AIM:
Rewrite the lines from the one containing "Keep to two rules. Tag each instance of the unopened" through the one containing "Target: reddish bud scale", both included and with the requests unchanged, scaling each coordinate in the answers by 2.55 and rounding to whole numbers with halves rounded up. Give only these lines.

Point labeling items:

>>>

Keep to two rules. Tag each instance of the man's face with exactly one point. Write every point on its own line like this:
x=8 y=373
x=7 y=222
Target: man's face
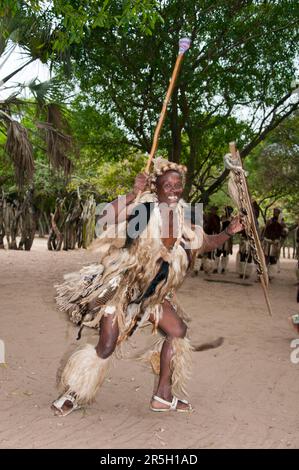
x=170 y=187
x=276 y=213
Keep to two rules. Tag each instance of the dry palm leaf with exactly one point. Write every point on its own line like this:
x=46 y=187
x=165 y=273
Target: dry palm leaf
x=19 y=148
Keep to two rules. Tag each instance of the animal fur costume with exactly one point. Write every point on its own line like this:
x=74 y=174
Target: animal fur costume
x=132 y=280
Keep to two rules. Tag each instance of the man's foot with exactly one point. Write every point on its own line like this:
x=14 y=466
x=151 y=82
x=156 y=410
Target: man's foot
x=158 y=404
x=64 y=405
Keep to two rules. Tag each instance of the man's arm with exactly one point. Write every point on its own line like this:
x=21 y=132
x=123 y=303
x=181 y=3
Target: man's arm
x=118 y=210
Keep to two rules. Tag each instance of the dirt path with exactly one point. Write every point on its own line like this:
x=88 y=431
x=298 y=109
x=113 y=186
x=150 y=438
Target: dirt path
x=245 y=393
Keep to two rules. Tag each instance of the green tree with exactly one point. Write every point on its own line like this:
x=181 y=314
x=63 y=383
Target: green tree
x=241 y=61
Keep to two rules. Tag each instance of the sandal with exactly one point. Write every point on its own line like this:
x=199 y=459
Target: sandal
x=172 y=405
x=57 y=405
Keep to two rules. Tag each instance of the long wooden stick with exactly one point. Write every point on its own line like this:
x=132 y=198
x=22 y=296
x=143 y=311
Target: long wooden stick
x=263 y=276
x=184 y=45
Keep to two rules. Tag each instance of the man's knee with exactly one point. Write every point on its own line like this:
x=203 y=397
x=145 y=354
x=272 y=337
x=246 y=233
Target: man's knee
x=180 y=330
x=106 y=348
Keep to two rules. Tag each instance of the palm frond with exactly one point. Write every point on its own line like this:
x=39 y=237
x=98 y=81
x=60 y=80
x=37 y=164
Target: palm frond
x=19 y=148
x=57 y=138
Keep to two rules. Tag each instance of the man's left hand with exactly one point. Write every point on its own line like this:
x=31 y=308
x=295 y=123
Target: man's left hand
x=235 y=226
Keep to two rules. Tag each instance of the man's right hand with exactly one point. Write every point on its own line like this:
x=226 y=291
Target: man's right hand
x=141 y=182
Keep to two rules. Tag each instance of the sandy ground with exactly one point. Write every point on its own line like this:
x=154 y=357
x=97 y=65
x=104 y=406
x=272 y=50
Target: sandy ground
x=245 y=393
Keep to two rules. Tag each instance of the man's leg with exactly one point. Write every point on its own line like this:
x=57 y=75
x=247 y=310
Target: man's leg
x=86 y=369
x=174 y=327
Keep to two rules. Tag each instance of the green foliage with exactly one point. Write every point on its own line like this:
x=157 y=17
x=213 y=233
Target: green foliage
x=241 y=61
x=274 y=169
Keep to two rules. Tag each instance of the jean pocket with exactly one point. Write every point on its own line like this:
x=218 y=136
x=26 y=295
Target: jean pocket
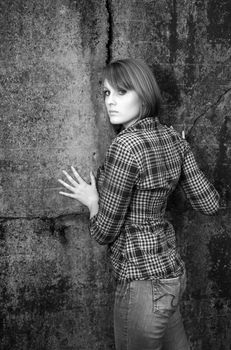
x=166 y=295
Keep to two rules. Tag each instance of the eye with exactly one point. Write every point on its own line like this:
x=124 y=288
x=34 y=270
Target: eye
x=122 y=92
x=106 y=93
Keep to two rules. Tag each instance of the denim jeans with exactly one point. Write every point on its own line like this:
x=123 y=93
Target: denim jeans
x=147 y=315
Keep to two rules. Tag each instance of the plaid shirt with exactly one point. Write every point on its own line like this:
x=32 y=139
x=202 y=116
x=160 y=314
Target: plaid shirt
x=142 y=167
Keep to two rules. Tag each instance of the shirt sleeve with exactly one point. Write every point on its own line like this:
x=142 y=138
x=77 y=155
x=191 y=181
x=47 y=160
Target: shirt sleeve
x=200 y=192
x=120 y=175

<<<
>>>

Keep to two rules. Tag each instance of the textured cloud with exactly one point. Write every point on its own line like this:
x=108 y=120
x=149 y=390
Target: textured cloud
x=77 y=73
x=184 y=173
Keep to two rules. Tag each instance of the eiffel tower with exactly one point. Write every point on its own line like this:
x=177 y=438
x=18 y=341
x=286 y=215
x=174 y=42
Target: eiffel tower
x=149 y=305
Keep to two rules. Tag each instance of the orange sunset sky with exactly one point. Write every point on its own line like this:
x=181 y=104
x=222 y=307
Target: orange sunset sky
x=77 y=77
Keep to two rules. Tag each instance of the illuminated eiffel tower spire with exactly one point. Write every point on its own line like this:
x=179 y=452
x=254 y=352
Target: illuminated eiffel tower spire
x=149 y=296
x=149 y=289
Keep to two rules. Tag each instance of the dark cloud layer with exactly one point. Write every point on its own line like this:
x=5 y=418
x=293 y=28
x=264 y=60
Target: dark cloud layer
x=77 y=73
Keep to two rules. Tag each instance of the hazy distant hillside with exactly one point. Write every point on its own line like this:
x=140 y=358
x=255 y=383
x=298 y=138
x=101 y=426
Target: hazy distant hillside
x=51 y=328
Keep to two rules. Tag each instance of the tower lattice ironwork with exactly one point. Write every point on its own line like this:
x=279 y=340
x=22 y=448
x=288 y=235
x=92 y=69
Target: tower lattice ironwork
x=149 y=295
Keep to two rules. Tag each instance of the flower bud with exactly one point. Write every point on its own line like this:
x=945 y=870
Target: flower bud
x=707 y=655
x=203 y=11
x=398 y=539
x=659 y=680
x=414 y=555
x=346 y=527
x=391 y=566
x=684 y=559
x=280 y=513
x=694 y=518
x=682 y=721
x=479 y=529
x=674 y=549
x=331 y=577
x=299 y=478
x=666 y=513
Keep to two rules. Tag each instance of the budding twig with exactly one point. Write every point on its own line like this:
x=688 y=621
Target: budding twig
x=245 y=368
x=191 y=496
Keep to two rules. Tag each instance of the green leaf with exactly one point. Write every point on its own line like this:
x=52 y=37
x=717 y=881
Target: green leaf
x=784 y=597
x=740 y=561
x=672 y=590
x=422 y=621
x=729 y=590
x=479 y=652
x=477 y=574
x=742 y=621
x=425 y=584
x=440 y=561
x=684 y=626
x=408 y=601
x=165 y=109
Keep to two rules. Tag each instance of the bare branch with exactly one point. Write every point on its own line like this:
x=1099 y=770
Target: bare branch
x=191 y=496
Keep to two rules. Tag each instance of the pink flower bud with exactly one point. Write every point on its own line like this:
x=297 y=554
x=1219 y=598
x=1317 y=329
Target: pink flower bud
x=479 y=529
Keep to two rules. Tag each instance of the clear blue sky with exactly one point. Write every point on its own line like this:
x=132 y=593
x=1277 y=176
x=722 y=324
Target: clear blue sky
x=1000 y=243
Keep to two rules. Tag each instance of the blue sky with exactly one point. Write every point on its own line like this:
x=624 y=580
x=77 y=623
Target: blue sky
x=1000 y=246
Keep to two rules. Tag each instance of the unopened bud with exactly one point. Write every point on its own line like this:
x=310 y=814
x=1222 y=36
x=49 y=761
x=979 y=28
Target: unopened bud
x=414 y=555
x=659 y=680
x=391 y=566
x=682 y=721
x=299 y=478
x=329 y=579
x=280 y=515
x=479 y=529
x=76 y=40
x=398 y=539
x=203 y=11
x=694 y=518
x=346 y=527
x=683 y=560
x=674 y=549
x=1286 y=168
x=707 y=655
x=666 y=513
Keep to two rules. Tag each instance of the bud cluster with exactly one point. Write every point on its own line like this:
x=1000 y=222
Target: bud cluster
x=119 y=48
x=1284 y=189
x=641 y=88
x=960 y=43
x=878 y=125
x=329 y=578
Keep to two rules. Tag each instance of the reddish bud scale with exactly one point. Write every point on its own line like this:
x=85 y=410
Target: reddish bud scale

<<<

REPLY:
Keep to two rules. Tag each instance of the unopened bud with exactly one point. Write every point on its own line like this:
x=310 y=814
x=1222 y=36
x=49 y=761
x=979 y=28
Target: unopened bud
x=1056 y=1415
x=1680 y=1734
x=997 y=1443
x=1739 y=1839
x=762 y=1219
x=839 y=1476
x=714 y=1313
x=1221 y=1349
x=194 y=102
x=1015 y=1374
x=518 y=28
x=1770 y=1321
x=882 y=1344
x=1742 y=1428
x=1719 y=1400
x=3279 y=428
x=1803 y=1670
x=1698 y=1308
Keep to two rules. Tag each instance of the bud cluster with exactly one point. Write every point on its own line like this:
x=1000 y=222
Target: bud cluster
x=303 y=122
x=3274 y=482
x=1635 y=224
x=2448 y=110
x=2239 y=319
x=839 y=1474
Keep to two rules. Tag each instance of the reddish bud scale with exactly one point. Write every point on its own line like this:
x=85 y=410
Target: reddish bud scale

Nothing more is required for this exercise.